Data in this exercise
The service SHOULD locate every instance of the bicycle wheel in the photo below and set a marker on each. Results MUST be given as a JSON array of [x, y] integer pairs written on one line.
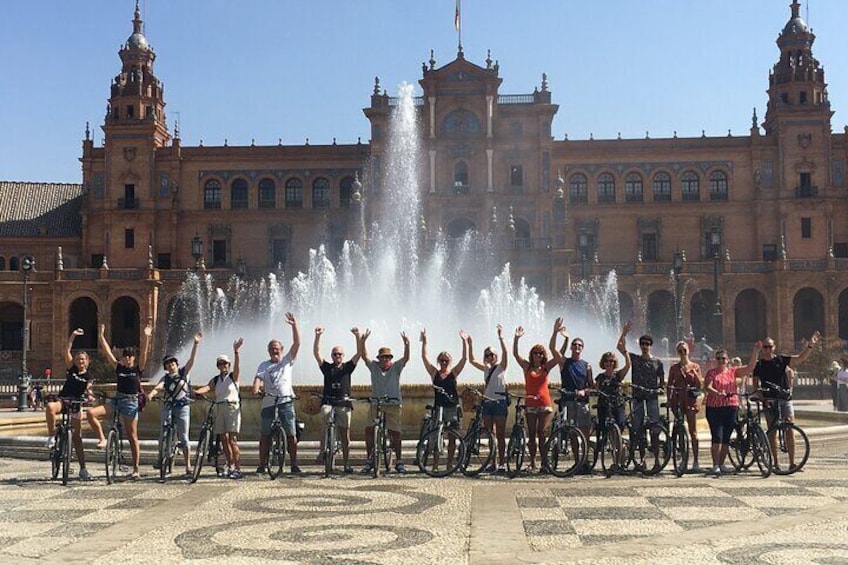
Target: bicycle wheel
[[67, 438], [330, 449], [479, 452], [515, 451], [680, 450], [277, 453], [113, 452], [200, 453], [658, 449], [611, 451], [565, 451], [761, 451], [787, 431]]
...
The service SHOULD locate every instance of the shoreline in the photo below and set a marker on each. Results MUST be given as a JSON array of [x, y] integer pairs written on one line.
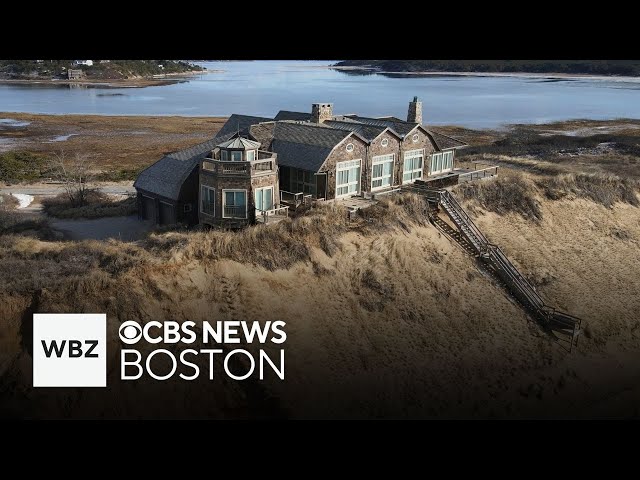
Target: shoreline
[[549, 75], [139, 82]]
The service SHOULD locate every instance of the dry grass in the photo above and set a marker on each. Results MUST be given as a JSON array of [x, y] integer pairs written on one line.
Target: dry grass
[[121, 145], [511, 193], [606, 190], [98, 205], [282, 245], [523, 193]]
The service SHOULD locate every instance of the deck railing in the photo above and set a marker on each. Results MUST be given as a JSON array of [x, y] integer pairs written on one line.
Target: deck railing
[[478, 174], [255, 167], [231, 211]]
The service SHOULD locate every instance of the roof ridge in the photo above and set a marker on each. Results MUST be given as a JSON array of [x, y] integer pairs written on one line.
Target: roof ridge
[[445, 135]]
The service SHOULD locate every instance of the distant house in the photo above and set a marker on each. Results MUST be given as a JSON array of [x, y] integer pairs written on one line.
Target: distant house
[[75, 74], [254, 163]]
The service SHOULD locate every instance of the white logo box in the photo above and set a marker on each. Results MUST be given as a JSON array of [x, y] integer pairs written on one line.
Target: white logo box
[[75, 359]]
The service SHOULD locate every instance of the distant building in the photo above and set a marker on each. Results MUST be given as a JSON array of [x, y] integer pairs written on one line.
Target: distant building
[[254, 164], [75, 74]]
* * *
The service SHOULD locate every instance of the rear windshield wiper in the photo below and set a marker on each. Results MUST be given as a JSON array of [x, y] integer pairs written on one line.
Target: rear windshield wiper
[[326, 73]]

Given instruction
Put the lines from the one that contains "The service SHOULD locate every instance of the rear" through the one that contains "[[326, 73]]" into a Markdown table. Use two columns, Row and Line, give each line its own numbered row, and skip blank lines.

Result of the task
| Row | Line |
|---|---|
| 1 | The service SHOULD locate every instance of the rear windshield wiper in the photo below and set a marker on each. Results MUST be given as a JSON array of [x, y] integer pairs written on one line. |
| 2 | Target: rear windshield wiper |
| 3 | [[326, 73]] |